WHAT IS BEING ASKED => Pull out every line of the material below that contains the word "white", and copy each one in the order it appears.
==== THE DATA
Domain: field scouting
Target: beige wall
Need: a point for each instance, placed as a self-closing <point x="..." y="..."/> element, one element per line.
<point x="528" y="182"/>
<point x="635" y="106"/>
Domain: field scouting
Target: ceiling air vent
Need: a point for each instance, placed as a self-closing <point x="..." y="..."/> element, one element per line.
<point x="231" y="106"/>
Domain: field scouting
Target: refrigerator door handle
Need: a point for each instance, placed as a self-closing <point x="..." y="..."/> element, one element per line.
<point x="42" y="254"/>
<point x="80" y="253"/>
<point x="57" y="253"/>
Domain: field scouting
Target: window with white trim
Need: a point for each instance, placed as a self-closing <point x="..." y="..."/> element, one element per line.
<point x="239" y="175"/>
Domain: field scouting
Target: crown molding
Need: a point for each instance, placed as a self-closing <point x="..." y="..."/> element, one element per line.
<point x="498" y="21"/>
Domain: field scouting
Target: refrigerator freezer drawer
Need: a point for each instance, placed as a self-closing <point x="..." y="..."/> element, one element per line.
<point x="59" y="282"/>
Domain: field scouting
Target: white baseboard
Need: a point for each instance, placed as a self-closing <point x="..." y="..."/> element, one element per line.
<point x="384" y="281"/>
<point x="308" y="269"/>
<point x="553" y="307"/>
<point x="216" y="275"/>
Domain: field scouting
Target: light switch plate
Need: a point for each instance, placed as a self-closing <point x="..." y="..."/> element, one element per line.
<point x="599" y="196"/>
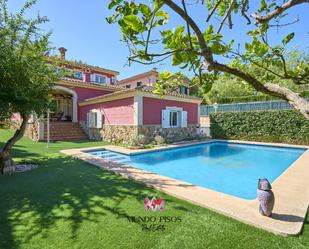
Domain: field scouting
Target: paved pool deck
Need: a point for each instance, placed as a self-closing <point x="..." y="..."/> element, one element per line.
========
==== THE DATA
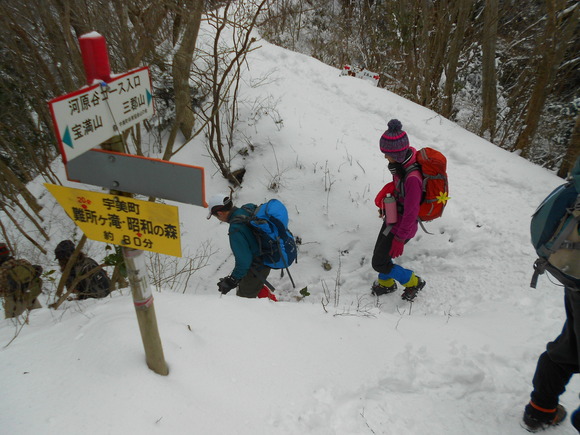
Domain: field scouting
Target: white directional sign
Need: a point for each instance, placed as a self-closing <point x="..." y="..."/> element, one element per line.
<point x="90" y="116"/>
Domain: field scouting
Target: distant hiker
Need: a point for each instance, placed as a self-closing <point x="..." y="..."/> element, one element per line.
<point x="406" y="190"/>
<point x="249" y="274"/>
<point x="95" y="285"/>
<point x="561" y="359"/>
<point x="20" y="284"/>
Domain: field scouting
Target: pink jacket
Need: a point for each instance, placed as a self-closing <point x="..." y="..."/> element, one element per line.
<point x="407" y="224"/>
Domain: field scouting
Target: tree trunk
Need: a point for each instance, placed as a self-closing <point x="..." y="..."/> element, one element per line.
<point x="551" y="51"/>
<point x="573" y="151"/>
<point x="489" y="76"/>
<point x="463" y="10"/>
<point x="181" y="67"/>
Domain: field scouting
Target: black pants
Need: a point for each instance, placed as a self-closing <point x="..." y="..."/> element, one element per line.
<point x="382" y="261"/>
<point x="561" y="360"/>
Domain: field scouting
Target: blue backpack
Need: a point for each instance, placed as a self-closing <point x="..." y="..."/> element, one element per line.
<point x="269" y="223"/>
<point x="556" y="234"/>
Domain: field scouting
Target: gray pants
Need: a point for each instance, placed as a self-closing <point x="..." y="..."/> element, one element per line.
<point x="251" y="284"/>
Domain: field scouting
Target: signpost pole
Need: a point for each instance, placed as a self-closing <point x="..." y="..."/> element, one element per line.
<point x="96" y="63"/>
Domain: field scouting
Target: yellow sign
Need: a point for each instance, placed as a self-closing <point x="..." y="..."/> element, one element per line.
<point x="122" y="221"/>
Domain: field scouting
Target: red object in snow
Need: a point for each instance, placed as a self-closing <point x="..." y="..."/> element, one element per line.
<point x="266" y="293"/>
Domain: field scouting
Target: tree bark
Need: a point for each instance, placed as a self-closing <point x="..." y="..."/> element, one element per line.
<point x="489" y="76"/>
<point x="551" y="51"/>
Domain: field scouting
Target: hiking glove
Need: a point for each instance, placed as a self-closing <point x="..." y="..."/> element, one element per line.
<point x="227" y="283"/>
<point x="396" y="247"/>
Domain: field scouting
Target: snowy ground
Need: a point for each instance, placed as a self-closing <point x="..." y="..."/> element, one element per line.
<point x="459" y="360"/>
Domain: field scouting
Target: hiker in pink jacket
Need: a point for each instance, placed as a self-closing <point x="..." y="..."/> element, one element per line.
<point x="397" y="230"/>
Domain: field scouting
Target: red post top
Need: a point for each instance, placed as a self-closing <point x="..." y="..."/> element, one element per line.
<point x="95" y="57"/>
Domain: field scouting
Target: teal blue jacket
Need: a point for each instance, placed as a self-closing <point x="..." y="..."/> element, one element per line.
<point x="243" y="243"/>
========
RIGHT ANSWER =>
Target: window with white trim
Target: white baseboard
Target: white directional sign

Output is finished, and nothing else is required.